Rewrite all the lines of the records below, including the requests, and shift every coordinate in the answers by -45. Leave the pictures out of your answer.

== GIVEN RECORDS

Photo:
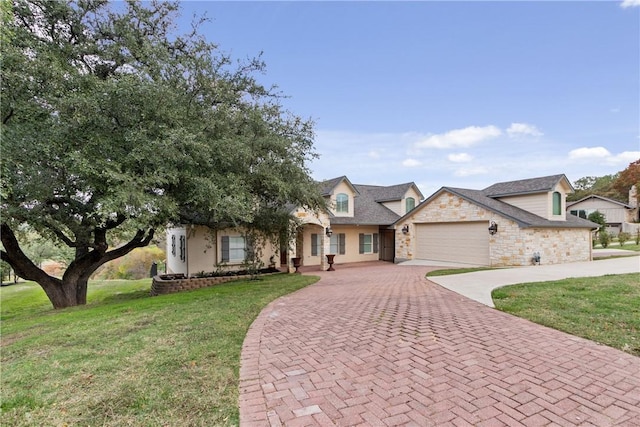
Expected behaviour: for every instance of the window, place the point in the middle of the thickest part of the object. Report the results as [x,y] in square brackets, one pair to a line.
[557,203]
[368,243]
[410,203]
[337,244]
[582,213]
[342,203]
[183,248]
[233,249]
[315,245]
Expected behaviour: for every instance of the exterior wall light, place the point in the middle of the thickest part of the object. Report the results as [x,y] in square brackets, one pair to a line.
[493,228]
[536,258]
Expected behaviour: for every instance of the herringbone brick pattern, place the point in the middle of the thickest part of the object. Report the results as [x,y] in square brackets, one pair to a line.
[379,345]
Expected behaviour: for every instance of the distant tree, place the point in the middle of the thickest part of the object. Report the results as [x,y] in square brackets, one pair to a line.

====

# RESPONSE TO THE TASK
Photo:
Expected behaviour: for every instance of the window, place the point in the middle of the thickest part of the object. Report the results as [x,y] in square brackets, one pair to a line.
[512,158]
[323,198]
[365,158]
[292,199]
[537,168]
[297,158]
[138,203]
[188,204]
[270,200]
Expected behaviour: for every instance of the exterior wall light, place the point in the middle of the thickest part of the object. Report the results as [x,y] in square brackets, one pair to a line.
[448,183]
[491,213]
Expected behaviour: for every instance of the herringbone brick pattern, place the point in the middle of the thickest part of the object. Report the results as [x,y] in square brackets, one pair to a line.
[334,300]
Expected behaviour: for every instance of the distant tree, place the point in the middle of the thickest part of the object. Report the results as [x,y] in square brackets, one pair to a line.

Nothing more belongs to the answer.